[Start Source passage]
So if I ran kubectl apply -f aws-auth.yaml, and had the "correct" role mappings it still broke because of some immutable dependency (I had to open up an AWS support case for them to tell me this).

Obviously not ideal, but if you remove and then re-add your fargate profile does it work?

khacminh commented 4 years ago

@nicholasgcoles I did it before and tried again today but the issue is till there.

mikestef9 commented 4 years ago

Hi @khacminh we are tracking Fargate visibility in the console as part of #640. Have you opened a support case for the issue you are facing?

khacminh commented 4 years ago

Hi @mikestef9,


About my problem, I found out that it the fargate node cannot resolve the DNS of STS in my region. That's why the fargate nodes cannot join my cluster. After checking my VPC, the VPC configuration wasn't updated for months and I created a STS endpoint Interface in the VPC before EKS fargate released. A few minutes after deleting the STS endpoint interface in my VPC, the fargate node could join the cluster.

tommy-couzens commented 4 years ago

We are having the same issue with the STS endpoint when deploying pods to fargate using EKS.
[End Source passage]
[Start Available data]
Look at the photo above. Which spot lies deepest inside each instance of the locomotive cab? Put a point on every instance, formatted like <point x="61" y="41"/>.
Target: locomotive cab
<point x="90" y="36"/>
[End Available data]
*Problems to solve*
(1) In the Fargate forum thread, what did khacminh delete from the VPC so that the fargate node could join the cluster?
(2) Write out the stretch of the Fargate forum thread from "About my problem, I" through "fargate using EKS.".

*Exercise solutions*
(1) The STS endpoint interface.

(2)
About my problem, I found out that it the fargate node cannot resolve the DNS of STS in my region. That's why the fargate nodes cannot join my cluster. After checking my VPC, the VPC configuration wasn't updated for months and I created a STS endpoint Interface in the VPC before EKS fargate released. A few minutes after deleting the STS endpoint interface in my VPC, the fargate node could join the cluster.

tommy-couzens commented 4 years ago

We are having the same issue with the STS endpoint when deploying pods to fargate using EKS.